Set of tasks:
1. Answer these questions using the article on Kennedy's campaign.
(a) What delayed Kennedy's announcement on Monday?
(b) What title did the Republican National Committee give its fact sheet?
(c) How did a Democratic National Committee spokesman respond when asked for comment ahead of the announcement?
2. Pick up the article on Kennedy's campaign after its final sentence and carry it forward.
**** Document extract
Yet Kennedy’s upstart campaign has a long way to go to compete with the funding, support and experience that the Trump and Biden campaigns enjoy. His announcement Monday was delayed briefly when he arrived onstage only to find his speech was loaded upside-down in the teleprompter.
Monday’s announcement comes less than a week after the progressive activist Cornel West abandoned his Green Party bid in favor of an independent White House run. Meanwhile, the centrist group No Labels is actively securing ballot access for a yet-to-be-named candidate.
Aware of the risk that Kennedy could pull votes away from Republicans, Trump allies have begun circulating opposition research against Kennedy designed to damage his standing among would-be conservative supporters.
The Republican National Committee published a fact sheet before Kennedy’s speech titled “Radical DEMOCRAT RFK Jr.” that lists times he supported liberal politicians or ideas. The document also listed times he supported conspiracy theories about COVID-19 or “stolen-election claims” related to the 2000 and 2004 presidential elections that Democrats lost to President George W. Bush. Trump continues to promote the disproved theory that his loss to Biden was the result of a stolen election.
Biden’s allies so far have dismissed Kennedy’s primary campaign as unserious. Asked for comment ahead of the announcement, a Democratic National Committee spokesman responded with an eye roll emoji. The DNC declined to comment Monday.
********
**** Study material
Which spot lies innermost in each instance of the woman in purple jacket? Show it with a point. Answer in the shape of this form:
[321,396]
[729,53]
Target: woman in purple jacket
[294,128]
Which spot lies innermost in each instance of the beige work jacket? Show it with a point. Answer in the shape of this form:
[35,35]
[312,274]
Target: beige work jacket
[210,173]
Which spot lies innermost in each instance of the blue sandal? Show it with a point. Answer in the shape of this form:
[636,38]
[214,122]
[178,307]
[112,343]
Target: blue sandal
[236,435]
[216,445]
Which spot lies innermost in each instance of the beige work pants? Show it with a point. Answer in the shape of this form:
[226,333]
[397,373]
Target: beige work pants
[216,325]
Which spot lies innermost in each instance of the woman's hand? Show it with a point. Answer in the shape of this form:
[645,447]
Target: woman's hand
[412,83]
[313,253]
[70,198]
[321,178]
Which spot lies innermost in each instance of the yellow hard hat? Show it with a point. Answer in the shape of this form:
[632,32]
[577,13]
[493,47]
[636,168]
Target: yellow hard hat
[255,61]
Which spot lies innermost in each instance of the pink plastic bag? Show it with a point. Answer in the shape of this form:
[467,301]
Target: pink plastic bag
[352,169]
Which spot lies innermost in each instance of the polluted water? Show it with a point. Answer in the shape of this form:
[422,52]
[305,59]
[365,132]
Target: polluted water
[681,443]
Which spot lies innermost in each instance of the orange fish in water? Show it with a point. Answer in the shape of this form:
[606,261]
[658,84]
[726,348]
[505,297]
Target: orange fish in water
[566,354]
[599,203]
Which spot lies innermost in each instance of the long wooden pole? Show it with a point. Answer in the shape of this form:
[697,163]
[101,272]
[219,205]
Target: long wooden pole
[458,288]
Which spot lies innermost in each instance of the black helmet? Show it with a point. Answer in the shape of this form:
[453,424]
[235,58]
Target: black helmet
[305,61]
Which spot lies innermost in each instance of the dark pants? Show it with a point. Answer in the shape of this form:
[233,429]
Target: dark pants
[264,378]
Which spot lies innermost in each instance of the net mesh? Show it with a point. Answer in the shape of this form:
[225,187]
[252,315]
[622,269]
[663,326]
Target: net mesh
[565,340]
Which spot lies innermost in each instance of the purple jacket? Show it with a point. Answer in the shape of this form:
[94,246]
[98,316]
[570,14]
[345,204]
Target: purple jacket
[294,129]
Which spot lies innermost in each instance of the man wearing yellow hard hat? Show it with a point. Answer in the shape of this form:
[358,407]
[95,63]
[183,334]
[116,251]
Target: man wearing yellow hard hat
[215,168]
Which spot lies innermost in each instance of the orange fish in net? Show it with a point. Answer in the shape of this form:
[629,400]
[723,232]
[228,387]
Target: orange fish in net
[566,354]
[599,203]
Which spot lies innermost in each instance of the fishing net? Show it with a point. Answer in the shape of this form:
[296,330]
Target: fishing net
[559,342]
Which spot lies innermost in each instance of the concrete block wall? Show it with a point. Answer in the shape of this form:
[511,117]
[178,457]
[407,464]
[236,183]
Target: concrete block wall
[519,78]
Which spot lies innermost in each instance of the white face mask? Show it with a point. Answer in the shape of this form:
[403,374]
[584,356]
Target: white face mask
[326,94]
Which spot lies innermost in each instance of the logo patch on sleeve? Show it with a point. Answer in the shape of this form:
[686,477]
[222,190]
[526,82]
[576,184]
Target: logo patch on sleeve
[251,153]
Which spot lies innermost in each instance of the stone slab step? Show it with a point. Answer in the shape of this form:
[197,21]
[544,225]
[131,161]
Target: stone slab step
********
**** Study material
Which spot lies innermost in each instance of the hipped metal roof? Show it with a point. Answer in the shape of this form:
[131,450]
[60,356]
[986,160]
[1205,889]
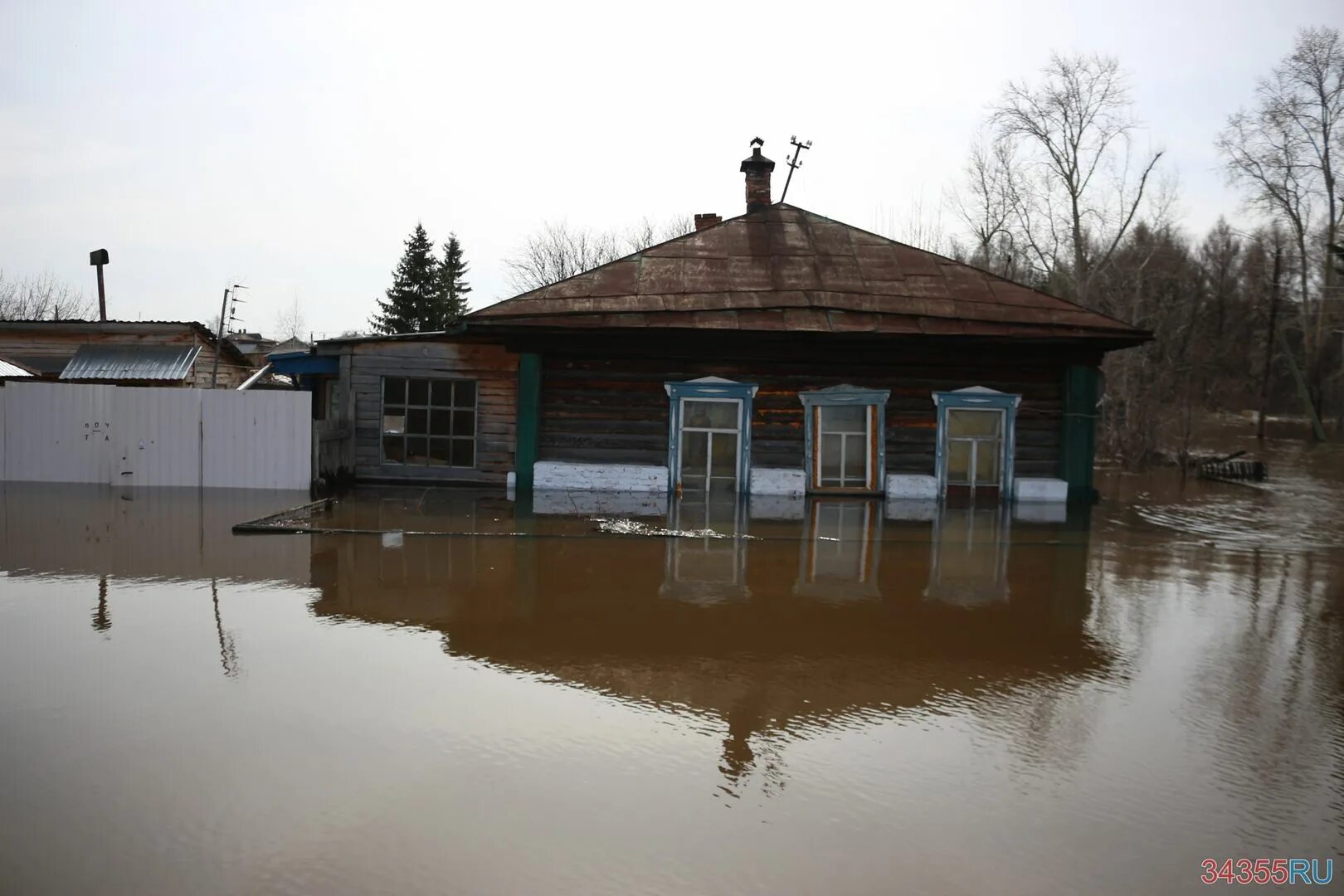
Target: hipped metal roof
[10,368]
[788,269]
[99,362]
********
Task responses:
1.
(a) His speech was loaded upside-down in the teleprompter.
(b) "Radical DEMOCRAT RFK Jr."
(c) With an eye roll emoji.

2.
Four of Kennedy’s eight surviving siblings put out a joint statement denouncing his candidacy and saying his announcement saddened them.
“The decision of our brother Bobby to run as a third party candidate against Joe Biden is dangerous to our country,” it read. “Bobby might share the same name as our father, but he does not share the same values, vision or judgment.”
Tony Lyons, co-founder and co-chairman of American Values 2024, the super PAC supporting Kennedy, dismissed those comments as “part of a strategy to discredit him.”
“At his family dinner tables they would disagree about everything, and that’s what democracy looks like,” Lyons said. “Families are allowed to disagree.”
While Kennedy has long identified as a Democrat and frequently invokes his late father, Sen. Robert F. Kennedy, and his uncle President John F. Kennedy on the campaign trail, he has built close relationships with far-right figures in recent years. He appeared on a channel run by the Sandy Hook conspiracy theorist Alex Jones and headlined a stop on the ReAwaken America Tour, the Christian nationalist road show put together by Trump’s former national security adviser Michael Flynn.
Polls show far more Republicans than Democrats have a favorable opinion of Kennedy. He also has gained support from some far-right conservatives for his fringe views, including his vocal distrust of COVID-19 vaccines, which studies have shown are safe and effective against severe disease and death.
Kennedy’s anti-vaccine organization, Children’s Health Defense, currently has a lawsuit pending against a number of news organizations, among them The Associated Press, accusing them of violating antitrust laws by taking action to identify misinformation, including about COVID-19 and COVID-19 vaccines. Kennedy took leave from the group when he announced his run for president but is listed as one of its attorneys in the lawsuit.